▶ _WORK INSTRUCTIONS_: Summarize the passage below on engine control in two sentences.

1. Field of the Invention
This invention relates to a control apparatus of an internal combustion engine (hereinafter engine) capable of controlling an air-fuel ratio and/or an ignition timing of a mixture to be supplied to the engine.
2. Discussion of Background
FIG. 30 is a explanatory construction diagram showing an embodiment of a conventional control device of engine. As shown in FIG. 30, fuel is sucked and pressurized by the fuel pump 2 from the fuel tank 1, is stabilized of its pulsation by the fuel damper 3, the particle or moisture of which is removed by the fuel filter 4, the pressure of which is made constant by the pressure regulator 5, and is supplied to the fuel injection valve 6.
A numeral 7 signifies a cold start valve for injecting fuel to improve starting of the engine in a cold place.
Furthermore, air which passes through the air cleaner 8, is measured of its quantity, by the air-flow meter 9, is regulated of its flow quantity by the throttle valve 10, passes through the intake manifold 11, is mixed with fuel (air-fuel mixture) by the fuel injection valve 6, and is transported to the cylinder 12.
This mixture is compressed in the cylinder 12, and ignited by the plug 13 at a pertinent timing. Exhaust gas is discharged to the air through the manifold 14 and a purifier, not shown. A numeral 40 signifies an exhaust gas sensor which detects exhaust gas element concentration, (for instance oxygen concentration).
A numeral 15 signifies a water temperature sensor which detects cooling water temperature, 16, a crank angle sensor incorporated in a distributor for detecting rotation angle of a crank shaft of an engine, 17, an ignition device, and 18, a control device which controls air-fuel ratio of a mixture and ignition timing to be supplied to an engine.

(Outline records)
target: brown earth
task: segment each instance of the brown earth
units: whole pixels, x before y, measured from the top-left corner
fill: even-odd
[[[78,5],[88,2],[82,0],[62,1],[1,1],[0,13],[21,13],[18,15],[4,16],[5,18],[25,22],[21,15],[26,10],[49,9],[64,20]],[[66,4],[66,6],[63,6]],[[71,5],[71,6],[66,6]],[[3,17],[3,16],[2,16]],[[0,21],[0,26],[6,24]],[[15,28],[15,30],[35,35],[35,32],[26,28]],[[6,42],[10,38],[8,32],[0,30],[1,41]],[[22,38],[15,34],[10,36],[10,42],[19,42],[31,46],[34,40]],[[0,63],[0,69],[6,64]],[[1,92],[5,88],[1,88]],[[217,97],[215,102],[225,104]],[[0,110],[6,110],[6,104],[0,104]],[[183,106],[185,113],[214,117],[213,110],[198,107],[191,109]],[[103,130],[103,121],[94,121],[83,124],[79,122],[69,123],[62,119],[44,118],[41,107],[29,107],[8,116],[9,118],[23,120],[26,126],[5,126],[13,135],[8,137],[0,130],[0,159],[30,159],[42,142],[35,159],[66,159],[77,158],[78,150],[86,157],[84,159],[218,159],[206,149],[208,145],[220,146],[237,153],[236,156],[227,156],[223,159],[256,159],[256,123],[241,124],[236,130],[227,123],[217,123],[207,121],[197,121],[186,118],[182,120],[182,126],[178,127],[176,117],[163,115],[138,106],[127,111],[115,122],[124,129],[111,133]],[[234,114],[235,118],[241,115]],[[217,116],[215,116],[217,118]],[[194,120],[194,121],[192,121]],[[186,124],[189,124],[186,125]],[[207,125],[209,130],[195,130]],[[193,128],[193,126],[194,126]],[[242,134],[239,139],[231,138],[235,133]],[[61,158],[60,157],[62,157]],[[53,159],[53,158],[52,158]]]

▶ _RESULT_: The invention concerns a control apparatus for an internal combustion engine that can control the air-fuel ratio and/or ignition timing of the mixture supplied to the engine. In the conventional device described, fuel from the tank is pressurized, damped, filtered, and held at constant pressure before reaching the injection valve, where it mixes with measured and throttled intake air; the mixture is compressed in the cylinder and ignited by the plug, and the device also includes exhaust gas, water temperature, and crank angle sensors along with a control device for air-fuel ratio and ignition timing.